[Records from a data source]
◆ ◆ ◆ ◆ ◆

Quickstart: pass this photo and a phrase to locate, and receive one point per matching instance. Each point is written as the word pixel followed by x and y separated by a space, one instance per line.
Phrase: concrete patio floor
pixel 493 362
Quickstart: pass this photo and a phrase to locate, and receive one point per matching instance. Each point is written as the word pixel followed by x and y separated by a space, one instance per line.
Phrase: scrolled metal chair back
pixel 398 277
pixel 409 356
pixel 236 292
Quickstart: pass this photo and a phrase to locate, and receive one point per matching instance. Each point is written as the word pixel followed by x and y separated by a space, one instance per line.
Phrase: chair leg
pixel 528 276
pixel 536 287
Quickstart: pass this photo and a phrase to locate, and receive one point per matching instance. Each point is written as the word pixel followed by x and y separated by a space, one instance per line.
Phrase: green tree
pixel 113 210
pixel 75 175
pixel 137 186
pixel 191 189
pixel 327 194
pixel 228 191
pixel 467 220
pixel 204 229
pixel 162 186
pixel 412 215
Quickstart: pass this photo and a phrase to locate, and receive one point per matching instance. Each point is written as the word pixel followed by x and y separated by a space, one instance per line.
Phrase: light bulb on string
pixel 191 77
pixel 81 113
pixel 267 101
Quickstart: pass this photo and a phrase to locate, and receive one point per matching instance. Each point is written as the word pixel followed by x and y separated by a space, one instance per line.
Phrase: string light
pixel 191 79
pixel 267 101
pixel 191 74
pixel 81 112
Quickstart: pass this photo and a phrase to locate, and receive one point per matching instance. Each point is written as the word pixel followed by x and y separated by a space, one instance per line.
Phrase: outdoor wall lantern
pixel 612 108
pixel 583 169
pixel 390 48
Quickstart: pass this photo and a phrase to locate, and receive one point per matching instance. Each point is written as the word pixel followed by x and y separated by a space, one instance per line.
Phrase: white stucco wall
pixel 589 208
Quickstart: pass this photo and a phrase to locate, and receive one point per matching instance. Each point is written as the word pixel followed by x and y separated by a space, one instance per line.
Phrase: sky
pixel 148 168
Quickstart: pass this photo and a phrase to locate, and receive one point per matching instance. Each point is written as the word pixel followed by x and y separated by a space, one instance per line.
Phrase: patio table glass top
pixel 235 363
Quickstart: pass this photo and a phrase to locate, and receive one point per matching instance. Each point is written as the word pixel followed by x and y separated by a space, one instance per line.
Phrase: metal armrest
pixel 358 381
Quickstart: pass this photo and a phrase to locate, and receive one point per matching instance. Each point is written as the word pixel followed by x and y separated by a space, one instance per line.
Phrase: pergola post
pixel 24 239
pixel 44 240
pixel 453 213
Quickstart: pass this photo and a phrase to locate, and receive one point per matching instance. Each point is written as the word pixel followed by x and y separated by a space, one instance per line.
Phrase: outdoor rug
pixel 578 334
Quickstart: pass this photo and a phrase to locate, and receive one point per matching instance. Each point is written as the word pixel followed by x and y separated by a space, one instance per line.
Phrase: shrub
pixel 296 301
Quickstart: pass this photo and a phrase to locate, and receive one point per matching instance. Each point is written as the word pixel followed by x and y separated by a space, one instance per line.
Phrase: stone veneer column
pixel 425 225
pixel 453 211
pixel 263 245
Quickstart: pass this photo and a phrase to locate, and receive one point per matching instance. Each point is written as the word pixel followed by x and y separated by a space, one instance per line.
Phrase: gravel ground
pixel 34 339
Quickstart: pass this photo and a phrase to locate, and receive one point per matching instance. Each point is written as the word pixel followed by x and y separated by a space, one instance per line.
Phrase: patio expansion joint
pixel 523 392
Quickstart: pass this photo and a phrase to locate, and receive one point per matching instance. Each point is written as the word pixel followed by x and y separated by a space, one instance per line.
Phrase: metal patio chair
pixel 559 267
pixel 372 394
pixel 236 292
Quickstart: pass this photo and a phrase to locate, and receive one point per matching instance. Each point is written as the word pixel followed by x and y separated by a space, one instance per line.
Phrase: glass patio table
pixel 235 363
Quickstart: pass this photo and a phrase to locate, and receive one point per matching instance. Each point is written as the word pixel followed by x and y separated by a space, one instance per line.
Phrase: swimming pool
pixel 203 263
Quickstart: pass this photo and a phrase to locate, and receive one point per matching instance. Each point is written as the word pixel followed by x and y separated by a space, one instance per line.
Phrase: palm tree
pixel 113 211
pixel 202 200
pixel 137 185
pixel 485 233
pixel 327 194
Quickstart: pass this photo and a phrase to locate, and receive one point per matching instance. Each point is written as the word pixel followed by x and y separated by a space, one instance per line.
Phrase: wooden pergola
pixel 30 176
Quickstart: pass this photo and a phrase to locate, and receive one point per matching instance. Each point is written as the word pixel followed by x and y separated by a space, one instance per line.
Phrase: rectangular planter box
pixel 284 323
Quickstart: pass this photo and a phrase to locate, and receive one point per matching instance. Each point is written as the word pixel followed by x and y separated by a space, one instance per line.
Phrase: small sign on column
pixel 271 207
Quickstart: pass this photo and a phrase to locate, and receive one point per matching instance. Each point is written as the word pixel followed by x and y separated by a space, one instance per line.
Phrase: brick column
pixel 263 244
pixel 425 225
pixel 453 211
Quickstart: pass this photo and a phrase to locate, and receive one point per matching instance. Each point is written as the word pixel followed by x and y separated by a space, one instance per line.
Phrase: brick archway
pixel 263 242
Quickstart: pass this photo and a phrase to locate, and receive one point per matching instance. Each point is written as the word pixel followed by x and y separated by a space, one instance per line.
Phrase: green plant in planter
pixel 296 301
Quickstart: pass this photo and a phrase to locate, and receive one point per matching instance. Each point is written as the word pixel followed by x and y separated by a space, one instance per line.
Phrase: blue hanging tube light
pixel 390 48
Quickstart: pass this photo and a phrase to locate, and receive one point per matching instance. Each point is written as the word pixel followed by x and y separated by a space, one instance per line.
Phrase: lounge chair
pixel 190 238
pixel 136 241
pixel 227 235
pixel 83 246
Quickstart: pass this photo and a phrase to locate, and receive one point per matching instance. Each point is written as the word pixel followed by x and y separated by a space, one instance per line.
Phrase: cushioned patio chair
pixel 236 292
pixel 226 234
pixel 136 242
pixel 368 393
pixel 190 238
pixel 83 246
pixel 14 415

◆ ◆ ◆ ◆ ◆

### SHORT EXERCISE:
Rewrite everything from the start of the material down through the line containing "pixel 81 112", putting "leafy tree" in place of "green tree" and keeping all else the same.

### TASK ANSWER:
Quickstart: pass this photo and a phrase to locate, and receive one point per matching instance. Each point is written as the word pixel followed by x and y separated by a space, one instance per line.
Phrase: concrete patio floor
pixel 493 362
Quickstart: pass this photo and a phrase to locate, and receive one point per matching instance. Each point is written as the word pixel followed by x and y separated by a space, one instance per line.
Phrase: scrolled metal chair back
pixel 398 277
pixel 409 356
pixel 236 292
Quickstart: pass this photo and a phrase to locate, and receive one point per matching instance. Each point is written as the word pixel followed by x and y separated by a space, one instance per line.
Phrase: chair leg
pixel 528 276
pixel 536 287
Quickstart: pass this photo and a phrase to locate, and receive one point per matching instance. Each point is written as the word pixel followed by x and y separated by a space, one instance per line.
Phrase: leafy tree
pixel 113 210
pixel 75 175
pixel 137 186
pixel 191 189
pixel 327 194
pixel 228 191
pixel 467 220
pixel 204 229
pixel 162 186
pixel 412 215
Quickstart: pass this photo and a phrase to locate, and receive one point per matching instance. Each point is written as the word pixel followed by x and y separated by a space, one instance per line.
Phrase: light bulb on string
pixel 191 77
pixel 81 113
pixel 267 101
Quickstart: pass this photo and a phrase to locate, and receive one point per matching instance. Each point is written as the word pixel followed by x and y separated by a space, one instance per line.
Phrase: string light
pixel 191 79
pixel 267 101
pixel 191 74
pixel 81 112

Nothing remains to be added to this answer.